Point localization data
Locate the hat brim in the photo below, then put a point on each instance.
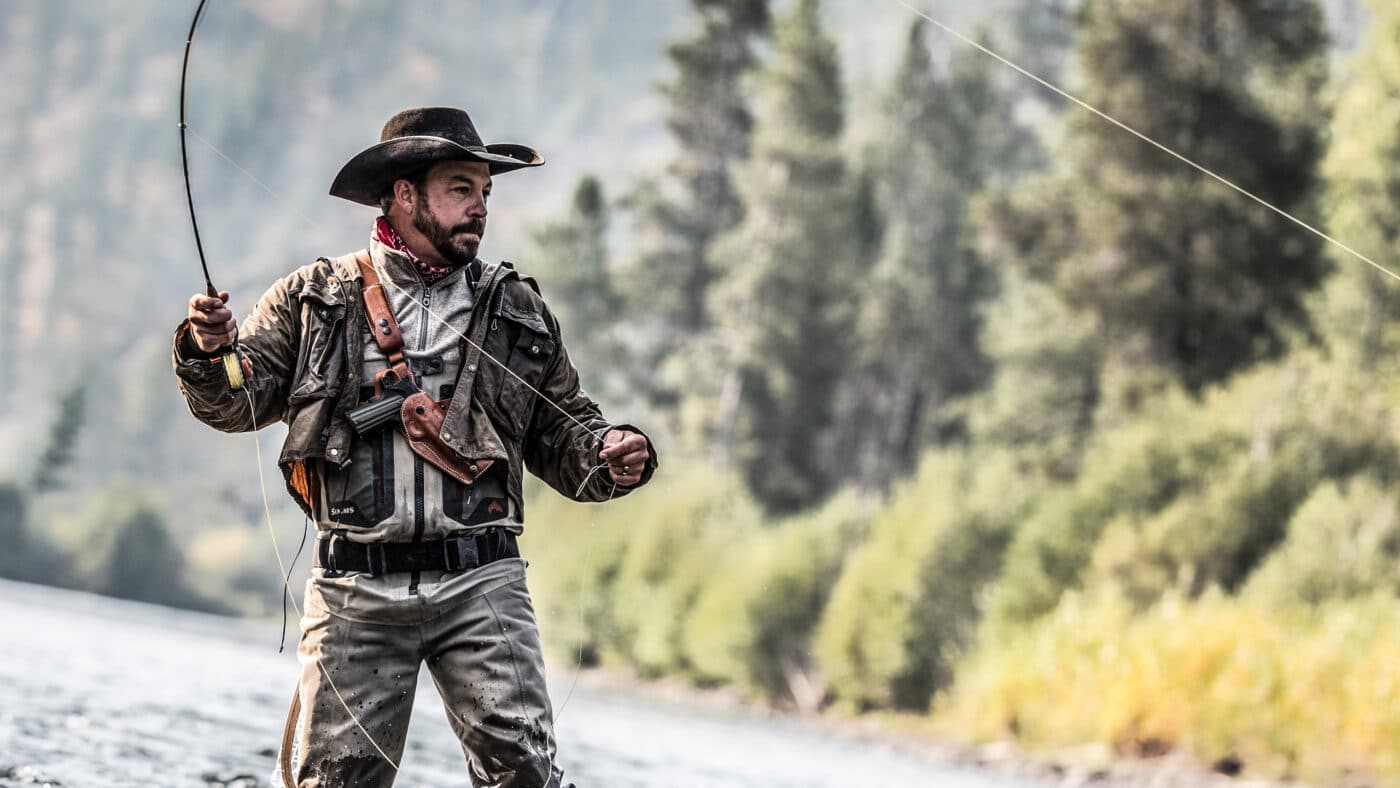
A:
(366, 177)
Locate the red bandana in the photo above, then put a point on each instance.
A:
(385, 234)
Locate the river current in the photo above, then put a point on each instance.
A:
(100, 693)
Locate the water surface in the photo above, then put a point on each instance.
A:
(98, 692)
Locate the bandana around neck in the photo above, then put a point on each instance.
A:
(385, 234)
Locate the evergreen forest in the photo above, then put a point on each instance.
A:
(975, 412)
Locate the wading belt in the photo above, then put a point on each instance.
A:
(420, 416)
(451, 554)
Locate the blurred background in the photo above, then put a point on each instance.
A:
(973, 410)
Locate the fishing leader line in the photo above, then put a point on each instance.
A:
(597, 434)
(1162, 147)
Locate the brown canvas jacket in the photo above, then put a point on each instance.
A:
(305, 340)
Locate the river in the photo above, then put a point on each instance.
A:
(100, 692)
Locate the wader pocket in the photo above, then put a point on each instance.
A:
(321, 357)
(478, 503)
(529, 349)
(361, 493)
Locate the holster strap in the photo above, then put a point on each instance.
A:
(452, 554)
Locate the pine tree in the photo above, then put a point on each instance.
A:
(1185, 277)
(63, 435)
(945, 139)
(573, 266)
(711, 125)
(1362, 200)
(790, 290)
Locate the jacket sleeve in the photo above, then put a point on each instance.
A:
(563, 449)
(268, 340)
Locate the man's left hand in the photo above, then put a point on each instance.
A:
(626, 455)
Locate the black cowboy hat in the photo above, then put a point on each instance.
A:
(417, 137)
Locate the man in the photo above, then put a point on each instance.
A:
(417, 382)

PROBLEM STATEMENT: Write out every line from the data above that includes "jacket".

FINISHED EXERCISE:
Locate the brown canvas jacket in the photo above, then put a point on each instance.
Locate the jacket sleeve in the photo above, then put a point on each instance.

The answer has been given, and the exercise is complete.